How to complete this task =>
Only the lines holding the string "below" are needed; copy each of them from the data.

Data shown =>
• • • • •

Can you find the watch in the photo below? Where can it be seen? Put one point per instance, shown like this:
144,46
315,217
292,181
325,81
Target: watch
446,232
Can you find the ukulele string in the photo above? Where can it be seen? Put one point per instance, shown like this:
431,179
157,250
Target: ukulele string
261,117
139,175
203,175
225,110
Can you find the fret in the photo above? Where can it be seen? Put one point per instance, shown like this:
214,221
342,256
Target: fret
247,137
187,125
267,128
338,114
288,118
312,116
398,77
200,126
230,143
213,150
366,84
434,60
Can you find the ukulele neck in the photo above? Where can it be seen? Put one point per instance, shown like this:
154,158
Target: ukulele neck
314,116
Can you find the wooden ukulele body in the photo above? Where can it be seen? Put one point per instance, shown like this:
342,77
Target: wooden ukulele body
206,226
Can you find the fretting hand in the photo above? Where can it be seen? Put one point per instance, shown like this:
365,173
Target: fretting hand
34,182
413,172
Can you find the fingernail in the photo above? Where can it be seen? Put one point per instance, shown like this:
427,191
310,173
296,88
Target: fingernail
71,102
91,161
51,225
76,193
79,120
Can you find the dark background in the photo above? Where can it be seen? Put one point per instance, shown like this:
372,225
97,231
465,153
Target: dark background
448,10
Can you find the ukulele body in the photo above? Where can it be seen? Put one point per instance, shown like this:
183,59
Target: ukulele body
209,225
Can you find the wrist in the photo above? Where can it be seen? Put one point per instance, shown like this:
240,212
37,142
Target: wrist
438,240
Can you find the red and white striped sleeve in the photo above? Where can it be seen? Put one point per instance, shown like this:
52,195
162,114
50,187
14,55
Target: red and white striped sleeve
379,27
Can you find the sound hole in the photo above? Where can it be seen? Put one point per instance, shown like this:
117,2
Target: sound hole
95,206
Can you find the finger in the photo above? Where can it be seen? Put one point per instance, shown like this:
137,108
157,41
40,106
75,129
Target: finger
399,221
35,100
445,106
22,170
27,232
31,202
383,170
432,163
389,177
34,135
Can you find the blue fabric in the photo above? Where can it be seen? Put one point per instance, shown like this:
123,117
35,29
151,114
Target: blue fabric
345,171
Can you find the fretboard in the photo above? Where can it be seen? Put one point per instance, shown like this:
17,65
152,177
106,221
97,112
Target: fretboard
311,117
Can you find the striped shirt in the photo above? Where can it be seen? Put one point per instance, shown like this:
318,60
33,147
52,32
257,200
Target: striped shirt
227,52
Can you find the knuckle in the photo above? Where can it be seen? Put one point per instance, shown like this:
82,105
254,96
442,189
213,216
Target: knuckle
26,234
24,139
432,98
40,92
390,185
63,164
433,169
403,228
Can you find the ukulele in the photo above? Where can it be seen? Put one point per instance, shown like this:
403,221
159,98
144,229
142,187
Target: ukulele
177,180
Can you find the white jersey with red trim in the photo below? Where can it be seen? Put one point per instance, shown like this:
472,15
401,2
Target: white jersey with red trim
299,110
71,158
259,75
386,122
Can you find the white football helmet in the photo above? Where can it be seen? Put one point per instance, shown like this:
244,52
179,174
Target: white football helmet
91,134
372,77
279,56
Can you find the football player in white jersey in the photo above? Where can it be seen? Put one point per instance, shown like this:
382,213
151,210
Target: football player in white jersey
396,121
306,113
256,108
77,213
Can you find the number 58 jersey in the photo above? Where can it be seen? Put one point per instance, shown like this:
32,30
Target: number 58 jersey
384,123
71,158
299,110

• • • • •

Finished exercise =>
Can you find the watch in the photo below? Where can it be seen? Put one point per instance, shown like this:
Can you find the white jersey with red trim in the photo below? Where can it be seen? Put one point per instance, shown like this:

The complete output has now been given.